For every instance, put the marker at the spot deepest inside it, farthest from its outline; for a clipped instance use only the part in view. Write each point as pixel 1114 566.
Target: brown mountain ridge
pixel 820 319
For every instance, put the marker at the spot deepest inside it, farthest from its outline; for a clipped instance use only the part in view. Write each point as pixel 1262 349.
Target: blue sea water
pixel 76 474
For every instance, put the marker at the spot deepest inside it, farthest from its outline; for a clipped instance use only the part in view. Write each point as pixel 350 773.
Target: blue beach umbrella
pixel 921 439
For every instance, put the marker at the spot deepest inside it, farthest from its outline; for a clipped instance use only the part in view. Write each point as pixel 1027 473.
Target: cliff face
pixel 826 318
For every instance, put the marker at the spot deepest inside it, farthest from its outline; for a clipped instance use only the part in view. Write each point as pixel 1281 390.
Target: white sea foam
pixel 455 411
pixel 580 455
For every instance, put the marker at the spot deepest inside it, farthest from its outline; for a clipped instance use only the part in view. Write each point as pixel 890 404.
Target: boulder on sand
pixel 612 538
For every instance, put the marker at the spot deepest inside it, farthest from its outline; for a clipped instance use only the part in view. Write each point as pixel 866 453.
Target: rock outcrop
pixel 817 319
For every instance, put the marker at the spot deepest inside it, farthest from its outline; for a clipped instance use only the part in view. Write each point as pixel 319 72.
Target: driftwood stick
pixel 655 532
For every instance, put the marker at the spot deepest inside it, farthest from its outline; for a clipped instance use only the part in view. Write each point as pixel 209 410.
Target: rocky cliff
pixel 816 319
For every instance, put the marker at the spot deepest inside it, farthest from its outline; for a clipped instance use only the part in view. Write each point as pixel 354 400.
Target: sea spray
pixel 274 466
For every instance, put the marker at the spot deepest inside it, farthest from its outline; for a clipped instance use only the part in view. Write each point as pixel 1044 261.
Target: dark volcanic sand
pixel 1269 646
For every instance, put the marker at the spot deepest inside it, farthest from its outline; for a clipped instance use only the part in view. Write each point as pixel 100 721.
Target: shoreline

* **The exercise**
Can you output the lines from the very first one through the line containing "pixel 580 455", both ends included, reproduced word for word?

* **Solution to the exercise**
For every instance, put the marker at the spot deepest inside it, farthest from its outline; for a clipped instance use only the part in view. Write each point as pixel 1114 566.
Target: brown mountain ridge
pixel 820 319
For every instance, put the marker at the spot deepest inside it, farthest from its outline; for a clipped instance use only the part in view. Write each point as pixel 1262 349.
Target: blue sea water
pixel 76 474
For every instance, put the marker at the spot deepest inside it, farthest from its outline; for a clipped instance use only the part in view. Write each point as pixel 350 773.
Target: blue beach umbrella
pixel 921 439
For every instance, put the marker at the spot deepest inside it, farthest from its outline; for a clipped instance use only the part in view. Write each point as pixel 1027 473.
Target: cliff face
pixel 826 318
For every instance, put the marker at the spot deepest inside it, farthest from its outline; for a clipped instance use only the part in view. Write each point as pixel 1281 390.
Target: white sea foam
pixel 455 411
pixel 580 455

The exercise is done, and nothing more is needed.